# Provided text
★ ★ ★ ★ ★
Re: [Patch 11/12] ftrace plugin for kernel symbol tracing using HWBreakpoint interfaces - v4

public inbox for linux-kernel@vger.kernel.org
 help / color / mirror / Atom feed

From: Frederic Weisbecker <fweisbec@gmail.com>
To: "K.Prasad" <prasad@linux.vnet.ibm.com>
Cc: Alan Stern <stern@rowland.harvard.edu>,
	Steven Rostedt <rostedt@goodmis.org>, Ingo Molnar <mingo@elte.hu>,
	Linux Kernel Mailing List <linux-kernel@vger.kernel.org>,
	Andrew Morton <akpm@linux-foundation.org>,
	Benjamin Herrenschmidt <benh@au1.ibm.com>,
	maneesh@linux.vnet.ibm.com, Roland McGrath <roland@redhat.com>,
	Masami Hiramatsu <mhiramat@redhat.com>
Subject: Re: [Patch 11/12] ftrace plugin for kernel symbol tracing using HWBreakpoint interfaces - v4
Date: Tue, 12 May 2009 17:15:05 +0200	[thread overview]
Message-ID: <20090512151504.GB6255@nowhere> (raw)
In-Reply-To: <20090512141944.GB6033@in.ibm.com>

On Tue, May 12, 2009 at 07:49:44PM +0530, K.Prasad wrote:
> On Tue, May 12, 2009 at 12:14:29AM +0200, Frederic Weisbecker wrote:
> > On Mon, May 11, 2009 at 05:25:02PM +0530, K.Prasad wrote:
> > > This patch adds an ftrace plugin to detect and profile memory access over kernel
> > > variables. It uses HW Breakpoint interfaces to 'watch memory addresses.
> > > 
> > > +void ksym_collect_stats(unsigned long hbp_hit_addr)
★ ★ ★ ★ ★
# Data shown
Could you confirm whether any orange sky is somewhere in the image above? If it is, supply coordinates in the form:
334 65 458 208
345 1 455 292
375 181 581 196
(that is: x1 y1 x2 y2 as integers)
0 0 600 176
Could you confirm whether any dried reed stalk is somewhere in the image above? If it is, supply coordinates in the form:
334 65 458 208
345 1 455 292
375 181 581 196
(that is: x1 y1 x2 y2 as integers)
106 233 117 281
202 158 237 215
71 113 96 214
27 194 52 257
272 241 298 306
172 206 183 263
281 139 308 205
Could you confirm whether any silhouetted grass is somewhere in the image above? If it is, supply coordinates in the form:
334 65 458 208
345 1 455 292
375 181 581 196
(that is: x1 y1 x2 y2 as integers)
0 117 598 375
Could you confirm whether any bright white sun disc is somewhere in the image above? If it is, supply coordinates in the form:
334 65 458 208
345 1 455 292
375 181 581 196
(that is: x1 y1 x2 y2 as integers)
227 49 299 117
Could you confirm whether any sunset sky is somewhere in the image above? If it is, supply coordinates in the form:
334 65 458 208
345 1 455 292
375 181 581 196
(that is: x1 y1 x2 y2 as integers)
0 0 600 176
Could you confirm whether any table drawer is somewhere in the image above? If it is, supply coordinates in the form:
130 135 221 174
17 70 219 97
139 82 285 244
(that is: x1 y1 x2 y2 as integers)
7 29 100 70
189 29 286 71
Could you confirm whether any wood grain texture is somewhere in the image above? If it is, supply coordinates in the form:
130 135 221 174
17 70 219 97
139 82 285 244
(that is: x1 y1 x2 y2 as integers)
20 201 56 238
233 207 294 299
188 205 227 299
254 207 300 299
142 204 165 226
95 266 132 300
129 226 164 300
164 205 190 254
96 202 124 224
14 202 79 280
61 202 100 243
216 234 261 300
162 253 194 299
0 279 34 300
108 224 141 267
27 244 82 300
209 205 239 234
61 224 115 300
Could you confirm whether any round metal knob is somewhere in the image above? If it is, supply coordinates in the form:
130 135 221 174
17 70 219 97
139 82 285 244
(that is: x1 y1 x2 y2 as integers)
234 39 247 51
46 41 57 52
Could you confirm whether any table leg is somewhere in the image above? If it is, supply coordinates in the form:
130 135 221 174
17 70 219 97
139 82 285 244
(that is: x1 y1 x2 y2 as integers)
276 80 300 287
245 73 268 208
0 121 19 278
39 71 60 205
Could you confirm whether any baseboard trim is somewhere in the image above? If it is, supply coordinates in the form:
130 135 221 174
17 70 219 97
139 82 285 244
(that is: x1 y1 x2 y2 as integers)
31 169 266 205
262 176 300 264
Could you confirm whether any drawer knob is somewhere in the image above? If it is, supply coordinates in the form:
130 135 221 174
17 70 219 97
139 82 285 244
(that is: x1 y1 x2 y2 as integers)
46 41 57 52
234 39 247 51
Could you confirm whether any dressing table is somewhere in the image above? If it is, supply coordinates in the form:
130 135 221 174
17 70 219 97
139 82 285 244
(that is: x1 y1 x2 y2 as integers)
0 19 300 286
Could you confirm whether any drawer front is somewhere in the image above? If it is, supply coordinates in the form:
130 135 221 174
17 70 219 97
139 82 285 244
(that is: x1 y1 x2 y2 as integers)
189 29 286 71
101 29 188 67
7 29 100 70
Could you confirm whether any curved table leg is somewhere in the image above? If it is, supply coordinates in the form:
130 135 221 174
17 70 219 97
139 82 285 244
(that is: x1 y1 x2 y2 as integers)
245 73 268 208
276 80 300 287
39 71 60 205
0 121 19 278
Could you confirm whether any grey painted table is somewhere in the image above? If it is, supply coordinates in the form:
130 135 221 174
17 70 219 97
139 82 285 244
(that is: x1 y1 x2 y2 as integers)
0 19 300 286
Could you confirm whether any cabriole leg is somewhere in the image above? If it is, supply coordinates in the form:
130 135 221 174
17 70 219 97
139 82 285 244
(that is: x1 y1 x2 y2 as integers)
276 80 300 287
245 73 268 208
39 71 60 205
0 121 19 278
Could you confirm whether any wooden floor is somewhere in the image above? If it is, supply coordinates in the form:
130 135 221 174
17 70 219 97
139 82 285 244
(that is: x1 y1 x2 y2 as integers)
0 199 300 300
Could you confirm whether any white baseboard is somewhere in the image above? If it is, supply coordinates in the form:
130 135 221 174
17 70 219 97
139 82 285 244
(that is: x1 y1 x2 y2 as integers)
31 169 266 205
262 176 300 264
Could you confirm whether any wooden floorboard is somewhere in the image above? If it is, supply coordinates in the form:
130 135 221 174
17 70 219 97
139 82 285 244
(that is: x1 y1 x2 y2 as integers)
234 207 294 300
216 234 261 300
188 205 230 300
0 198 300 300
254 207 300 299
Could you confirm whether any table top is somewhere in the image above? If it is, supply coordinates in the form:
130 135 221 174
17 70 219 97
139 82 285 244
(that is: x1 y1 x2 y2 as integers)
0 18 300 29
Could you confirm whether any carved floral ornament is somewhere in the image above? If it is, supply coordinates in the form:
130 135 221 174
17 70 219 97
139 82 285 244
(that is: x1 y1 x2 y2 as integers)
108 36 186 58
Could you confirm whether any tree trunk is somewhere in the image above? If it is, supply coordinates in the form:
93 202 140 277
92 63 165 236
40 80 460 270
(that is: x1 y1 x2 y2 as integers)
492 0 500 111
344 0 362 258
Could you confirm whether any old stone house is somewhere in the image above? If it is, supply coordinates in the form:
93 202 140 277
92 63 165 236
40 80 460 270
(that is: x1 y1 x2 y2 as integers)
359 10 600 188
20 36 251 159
★ ★ ★ ★ ★
# Set problem
Write out the mailing list reply about the ftrace plugin word for word, from beginning to end.

# Correct output
Re: [Patch 11/12] ftrace plugin for kernel symbol tracing using HWBreakpoint interfaces - v4

public inbox for linux-kernel@vger.kernel.org
 help / color / mirror / Atom feed

From: Frederic Weisbecker <fweisbec@gmail.com>
To: "K.Prasad" <prasad@linux.vnet.ibm.com>
Cc: Alan Stern <stern@rowland.harvard.edu>,
	Steven Rostedt <rostedt@goodmis.org>, Ingo Molnar <mingo@elte.hu>,
	Linux Kernel Mailing List <linux-kernel@vger.kernel.org>,
	Andrew Morton <akpm@linux-foundation.org>,
	Benjamin Herrenschmidt <benh@au1.ibm.com>,
	maneesh@linux.vnet.ibm.com, Roland McGrath <roland@redhat.com>,
	Masami Hiramatsu <mhiramat@redhat.com>
Subject: Re: [Patch 11/12] ftrace plugin for kernel symbol tracing using HWBreakpoint interfaces - v4
Date: Tue, 12 May 2009 17:15:05 +0200	[thread overview]
Message-ID: <20090512151504.GB6255@nowhere> (raw)
In-Reply-To: <20090512141944.GB6033@in.ibm.com>

On Tue, May 12, 2009 at 07:49:44PM +0530, K.Prasad wrote:
> On Tue, May 12, 2009 at 12:14:29AM +0200, Frederic Weisbecker wrote:
> > On Mon, May 11, 2009 at 05:25:02PM +0530, K.Prasad wrote:
> > > This patch adds an ftrace plugin to detect and profile memory access over kernel
> > > variables. It uses HW Breakpoint interfaces to 'watch memory addresses.
> > > 
> > > +void ksym_collect_stats(unsigned long hbp_hit_addr)